TASK DETAILS:
Extend the interview on news publishers and digital platforms, starting right after its final sentence.

EXTRACTED TEXT:
────

Look at Schibsted, one of the most successful media companies today. Most of their revenue comes from digital marketplaces. They use their own media or platforms like Facebook as means to acquire users for their own classified or e-commerce sites.

Look at Nike and how they grow their successful digital sports business. Nike is no longer just about making sports shoes or even gadgets. It has built a platform that tracks athletes’ performance and engages them via social networks. 

Piechota: So instead of trying to compete with platforms should news publishers learn how to live with them, or even better to build their own platforms?

Choudary: I haven’t seen any pipe business that succeeded by attacking the platform head on. Building a clone platform is not going to be a big success either, as strong network effects in two-side markets often lead to the situations where one winner takes all. 

You rather need to build a different set of services that address the same users. If you solve their pain points, your platform will get traction. The data you acquire will help you to grow even further, and one day you will be able to start competing with other platforms. 

So to fight Facebook you don’t create another Facebook but rather Instagram that could one day eat Facebook if it had not bought it. 

Piechota: Before publishers build their platforms, how should they do business with Facebook and others? What criteria could they use to evaluate their recent offers? 

Choudary: Firstly, publishers should check whether they can attract users out of platform to offer them services that will allow monetise the relationship. If these services won’t directly compete with platforms’ business, they should accept that. 

Secondly, publishers need to get access to data on interactions on platforms with their content. Data ownership, terms and conditions of use are very important. 

Thirdly, check the policies of communication with users on the platform. How publishers can engage with them to build stronger relationships?

────

RECORDS PROVIDED:
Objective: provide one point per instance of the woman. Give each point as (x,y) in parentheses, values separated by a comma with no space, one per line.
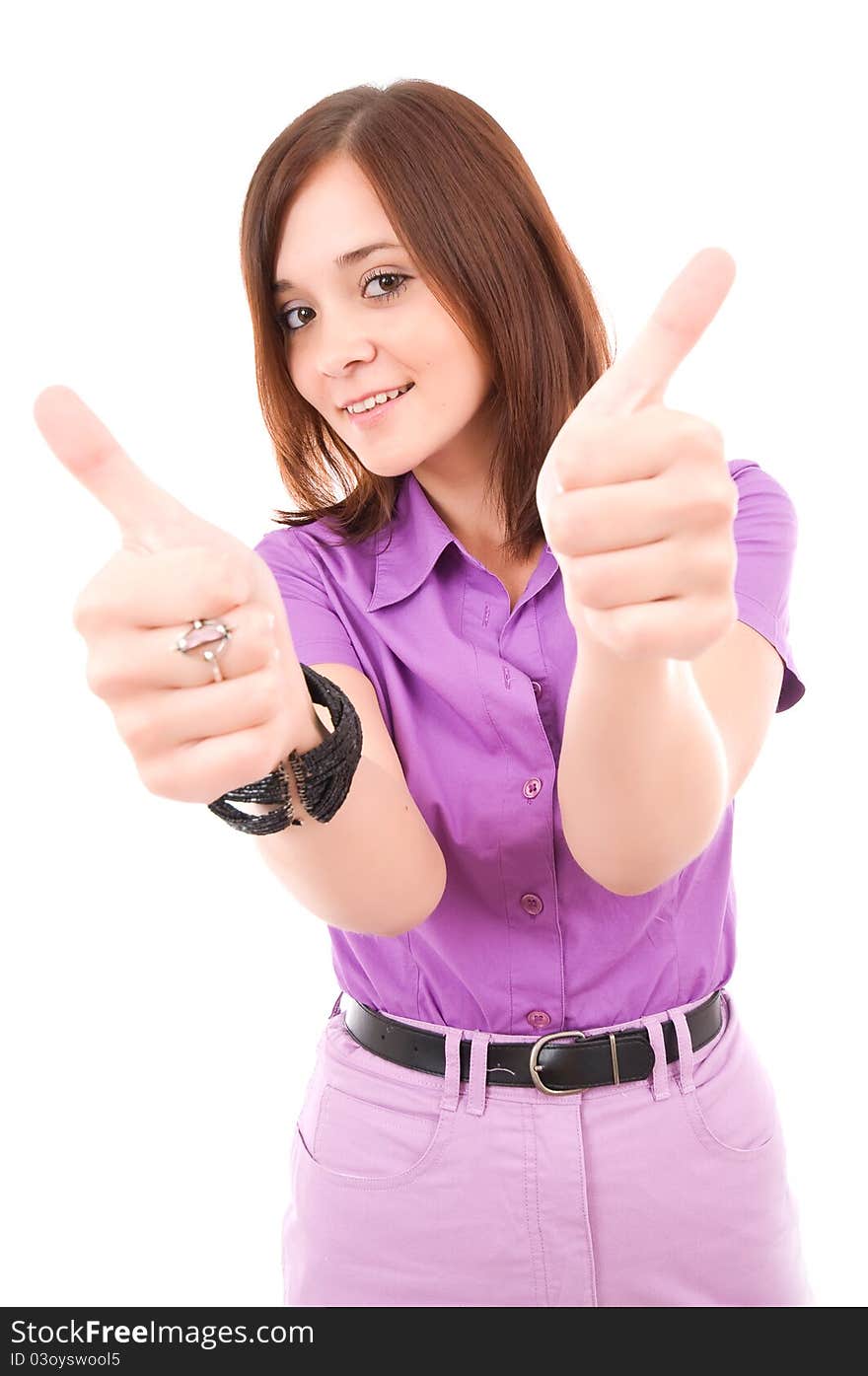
(534,1087)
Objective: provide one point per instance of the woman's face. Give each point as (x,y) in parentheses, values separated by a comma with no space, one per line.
(347,337)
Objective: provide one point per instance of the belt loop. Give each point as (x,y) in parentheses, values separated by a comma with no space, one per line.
(686,1051)
(452,1086)
(659,1086)
(479,1072)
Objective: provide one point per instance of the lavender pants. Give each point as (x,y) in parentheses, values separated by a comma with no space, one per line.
(414,1189)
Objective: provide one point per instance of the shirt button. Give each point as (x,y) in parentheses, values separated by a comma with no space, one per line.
(538,1018)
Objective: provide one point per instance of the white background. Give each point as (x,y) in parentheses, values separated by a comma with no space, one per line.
(163,995)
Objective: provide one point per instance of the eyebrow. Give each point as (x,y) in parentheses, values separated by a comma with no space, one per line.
(341,260)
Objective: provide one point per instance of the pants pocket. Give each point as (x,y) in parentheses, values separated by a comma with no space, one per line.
(358,1128)
(732,1107)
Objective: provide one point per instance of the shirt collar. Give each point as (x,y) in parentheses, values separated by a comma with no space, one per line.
(410,545)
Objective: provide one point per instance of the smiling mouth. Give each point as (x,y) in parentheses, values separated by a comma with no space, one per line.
(370,411)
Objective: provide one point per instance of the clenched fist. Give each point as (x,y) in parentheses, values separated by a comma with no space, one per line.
(191,738)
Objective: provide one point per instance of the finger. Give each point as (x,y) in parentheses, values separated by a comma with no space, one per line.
(157,723)
(167,588)
(682,317)
(147,515)
(138,662)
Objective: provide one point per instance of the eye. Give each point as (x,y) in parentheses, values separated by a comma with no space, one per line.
(282,317)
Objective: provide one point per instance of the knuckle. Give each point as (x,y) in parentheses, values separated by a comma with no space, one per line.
(156,776)
(268,690)
(133,725)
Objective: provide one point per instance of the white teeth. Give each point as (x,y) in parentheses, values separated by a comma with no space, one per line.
(377,399)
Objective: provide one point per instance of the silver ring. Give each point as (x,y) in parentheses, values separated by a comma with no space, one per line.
(206,630)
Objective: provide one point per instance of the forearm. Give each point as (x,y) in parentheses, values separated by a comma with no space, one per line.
(642,775)
(373,868)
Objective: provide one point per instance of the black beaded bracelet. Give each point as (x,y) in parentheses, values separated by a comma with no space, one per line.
(323,773)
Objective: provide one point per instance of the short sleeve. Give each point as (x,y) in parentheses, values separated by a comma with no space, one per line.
(318,632)
(765,532)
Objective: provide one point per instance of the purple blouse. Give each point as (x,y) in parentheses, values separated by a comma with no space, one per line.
(474,699)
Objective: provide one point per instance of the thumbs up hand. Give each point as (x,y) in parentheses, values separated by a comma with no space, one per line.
(174,567)
(637,501)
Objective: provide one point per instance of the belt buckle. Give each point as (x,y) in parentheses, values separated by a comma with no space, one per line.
(536,1050)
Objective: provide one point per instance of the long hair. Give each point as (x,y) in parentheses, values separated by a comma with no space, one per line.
(468,208)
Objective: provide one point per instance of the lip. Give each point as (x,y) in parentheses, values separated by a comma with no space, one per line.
(376,413)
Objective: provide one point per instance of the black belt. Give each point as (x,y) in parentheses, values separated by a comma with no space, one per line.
(609,1058)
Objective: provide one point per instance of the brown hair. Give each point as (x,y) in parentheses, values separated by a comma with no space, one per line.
(470,211)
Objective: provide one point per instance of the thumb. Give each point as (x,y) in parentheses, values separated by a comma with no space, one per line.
(149,518)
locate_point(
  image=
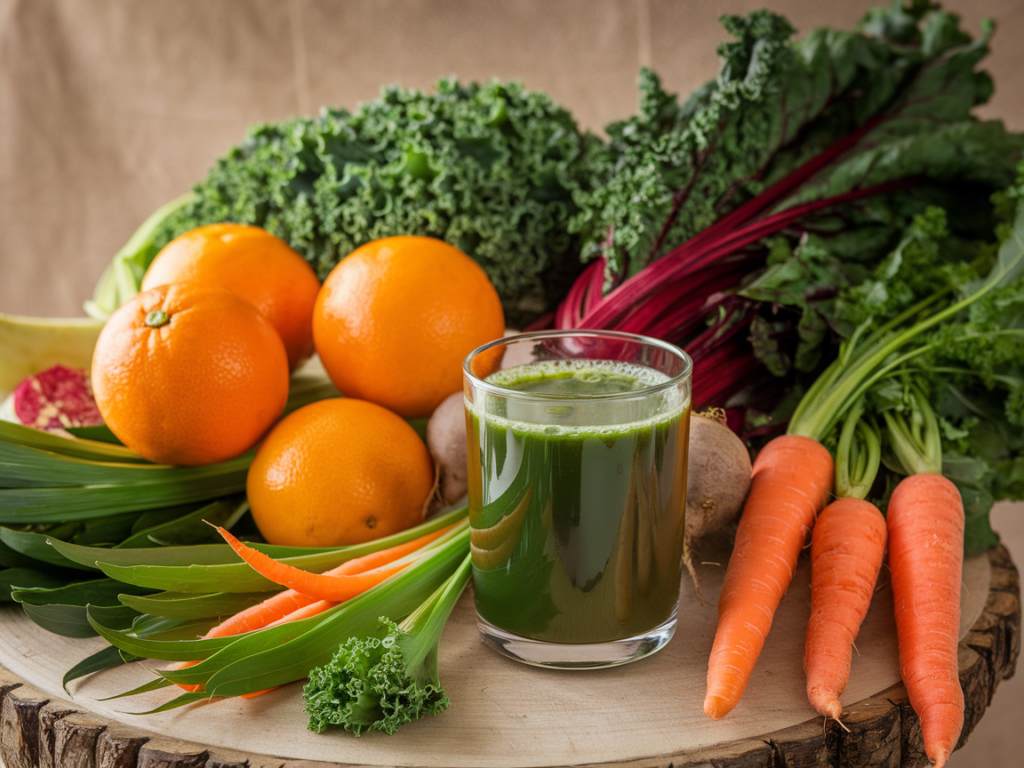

────

ANSWER BELOW:
Fourthly, publishers need to look forward: What platforms will learn and do with the data on interactions with their content. One day the platform will know enough about the ecosystem to act against it to squeeze more profits. 

Look at Amazon. It invited third-party merchants to its ecosystem, learn about what was selling well and what didn’t, and then started to compete with its own partners.

Again terms and conditions of use of the data — you may predict threats by looking at them.

Piechota: What is the future of platforms? What are their limits? Any vulnerabilities? 

Choudary: I think we will see more regulation. There’s a growing concern in Europe and the world that a few U.S. companies have data about almost every person. Basically, governments cannot stand that somebody knows more about their citizens than they do. So they will set more rules of what platforms can and cannot do with the data, for example whether data on citizens of a particular country should be stored in this very country. 

Another pushback for big U.S. platforms will be the rise of new forms of ownership and governance — platform cooperatives where users, not a corporation, set transparent rules of interactions between producers and consumers. 

Piechota: Cooperatives like in my socialist Poland before 1989? Seriously? 

Choudary: It’s one of the hottest topics among platform scholars right now. Cooperatives could be real alternatives to Ubers or Facebooks of the corporate world. People would regain control over their private data, digital content, work relationships etc. I really think we will see co-operatives getting scale in five-years time.

The business world will also see industries converging around the same data they acquire. Look at traditional health-care providers like Kaiser Permanente and pharmaceutical supermarkets like Walgreens. They basically collect similar data about patients and their treatment. Add Apple and Google to that mix, as they track and build profiles about people’s health. Add Philips with its suite of devices for both consumers and healthcare companies.

Sooner or later they will all compete each other building services upon the data they have.